[Short problem]
Rewrite the part of the listing that starts at the line containing "[locate] the wooden ceiling" and runs to the end of the listing, replacing "decorative wall scroll" with "ornamental wall scroll" and changing nothing else.

┌──

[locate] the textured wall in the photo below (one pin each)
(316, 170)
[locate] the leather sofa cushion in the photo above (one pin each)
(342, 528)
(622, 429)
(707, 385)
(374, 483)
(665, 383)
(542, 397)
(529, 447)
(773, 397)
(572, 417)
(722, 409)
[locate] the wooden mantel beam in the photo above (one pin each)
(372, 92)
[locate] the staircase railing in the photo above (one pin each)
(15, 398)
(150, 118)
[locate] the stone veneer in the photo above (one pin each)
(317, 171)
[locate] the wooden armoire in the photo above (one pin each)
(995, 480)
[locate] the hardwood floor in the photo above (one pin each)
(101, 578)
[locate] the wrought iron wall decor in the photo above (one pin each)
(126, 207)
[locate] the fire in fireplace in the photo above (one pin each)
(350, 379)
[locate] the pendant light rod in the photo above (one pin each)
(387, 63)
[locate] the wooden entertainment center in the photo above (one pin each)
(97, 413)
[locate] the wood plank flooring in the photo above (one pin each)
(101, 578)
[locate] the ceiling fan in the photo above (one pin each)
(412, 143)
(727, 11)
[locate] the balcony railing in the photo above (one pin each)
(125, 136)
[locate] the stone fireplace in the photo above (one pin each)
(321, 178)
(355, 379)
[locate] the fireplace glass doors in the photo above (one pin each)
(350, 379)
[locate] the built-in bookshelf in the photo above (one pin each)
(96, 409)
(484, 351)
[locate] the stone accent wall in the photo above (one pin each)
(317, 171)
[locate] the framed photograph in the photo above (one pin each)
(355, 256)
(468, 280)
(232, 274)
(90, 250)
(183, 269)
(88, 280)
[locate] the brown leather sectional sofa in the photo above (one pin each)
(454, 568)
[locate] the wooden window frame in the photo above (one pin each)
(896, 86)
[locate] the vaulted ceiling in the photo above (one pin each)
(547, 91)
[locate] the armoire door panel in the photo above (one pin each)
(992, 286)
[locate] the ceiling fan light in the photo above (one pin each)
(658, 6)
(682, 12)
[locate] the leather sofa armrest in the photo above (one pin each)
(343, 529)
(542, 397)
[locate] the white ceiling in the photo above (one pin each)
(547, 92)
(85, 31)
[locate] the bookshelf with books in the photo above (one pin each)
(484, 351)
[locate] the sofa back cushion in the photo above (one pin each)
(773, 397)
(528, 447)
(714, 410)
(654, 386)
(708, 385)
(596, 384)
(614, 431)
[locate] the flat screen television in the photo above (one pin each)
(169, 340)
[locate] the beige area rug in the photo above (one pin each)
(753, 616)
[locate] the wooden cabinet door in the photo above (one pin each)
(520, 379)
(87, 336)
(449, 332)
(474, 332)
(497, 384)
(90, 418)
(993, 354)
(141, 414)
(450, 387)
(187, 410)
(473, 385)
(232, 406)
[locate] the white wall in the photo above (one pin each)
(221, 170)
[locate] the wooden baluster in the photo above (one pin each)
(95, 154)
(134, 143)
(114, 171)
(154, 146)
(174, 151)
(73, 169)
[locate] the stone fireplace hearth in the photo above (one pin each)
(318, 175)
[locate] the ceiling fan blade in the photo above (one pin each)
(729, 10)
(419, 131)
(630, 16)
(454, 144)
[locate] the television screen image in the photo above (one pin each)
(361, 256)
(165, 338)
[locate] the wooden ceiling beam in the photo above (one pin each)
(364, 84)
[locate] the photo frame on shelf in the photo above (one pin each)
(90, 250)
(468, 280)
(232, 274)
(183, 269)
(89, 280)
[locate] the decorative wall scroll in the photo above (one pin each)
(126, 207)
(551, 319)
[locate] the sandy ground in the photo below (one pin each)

└──

[Finished answer]
[locate] the wooden ceiling beam in the photo above (one pin each)
(364, 84)
[locate] the photo frame on shelf in the photo above (one pin each)
(90, 250)
(468, 280)
(232, 274)
(183, 269)
(89, 280)
[locate] the ornamental wall scroll in the photo above (one pin each)
(126, 207)
(551, 319)
[locate] the sandy ground in the photo below (one pin each)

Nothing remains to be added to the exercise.